Wednesday, March 29, 2006

It's A Two-Way Street, Pat

Some stereotypes die harder than others.  Just ask Pat Burrell.

In this morning’s Inquirer Pat  repeats for the umpteenth time local sports stereotype numero uno, Philadelphia fans are insufferable and unforgiving.  Nothing pleases them.  It’s a very tired story by this point especially coming from Burrell on the eve of a new season.

Pat had a terrific season in 2005, tying for second in the NL for rbi’s.  Apparently, that achievement was insufficiently acknowledged from his perspective, lost, he admits, in the accomplishments of teammates Ryan Howard, Chase Utley, Jimmy Rollins and Bobby Abreu.

Speaking to the Inquirer’s Jim Salisbury Burrell said, "’I'm never going to be good enough here.  It doesn't bother me. That's just the way it is. It's the nature of the city. They obviously want the best out of everybody.’"

It’s the “nature of the city”?  Is there a problem with wanting the best?  Would a couple of consecutive seasons of productivity do the trick?

After his breakout year in 2002 during which he hit .282 with 116 rbi’s and 37 home runs, Burrell signed a six-year $50 million contract with the Phils.  The next two years saw his overall output plunge as he hit .209 and .257.  From that perspective, last year was the first time in three seasons he produced numbers equal to those of his best season.

In the end, however, this isn’t really a story about numbers.  Burrell has kept the fans and the media at arm’s length almost from the beginning.  His relationship with both could only be described as prickly.   At least once or twice a season Burrell can be counted on to take his shots at one or both constituencies.  Compare his attitude to that of Utley or Howard, both of whom have been embraced by the fans.  Better yet, compare Burrell’s standoffishness to Rollins, who has been maddeningly inconsistent at times and the brunt of much fan frustration.  In the end, Rollins signed a new long-term contract and the fans embraced him.  He is a fan favorite.

:::::

**The exercise**
Rewrite the stretch of the column on Philadelphia fans from "It's A Two-Way" through "a new season.", replacing "Pat" with "Patrick" each time it appears.

:::::

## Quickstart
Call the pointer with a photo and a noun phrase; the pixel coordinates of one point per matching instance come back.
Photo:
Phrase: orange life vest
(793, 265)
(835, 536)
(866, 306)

:::::

**Expected answer**
It's A Two-Way Street, Patrick

Some stereotypes die harder than others.  Just ask Patrick Burrell.

In this morning’s Inquirer Patrick  repeats for the umpteenth time local sports stereotype numero uno, Philadelphia fans are insufferable and unforgiving.  Nothing pleases them.  It’s a very tired story by this point especially coming from Burrell on the eve of a new season.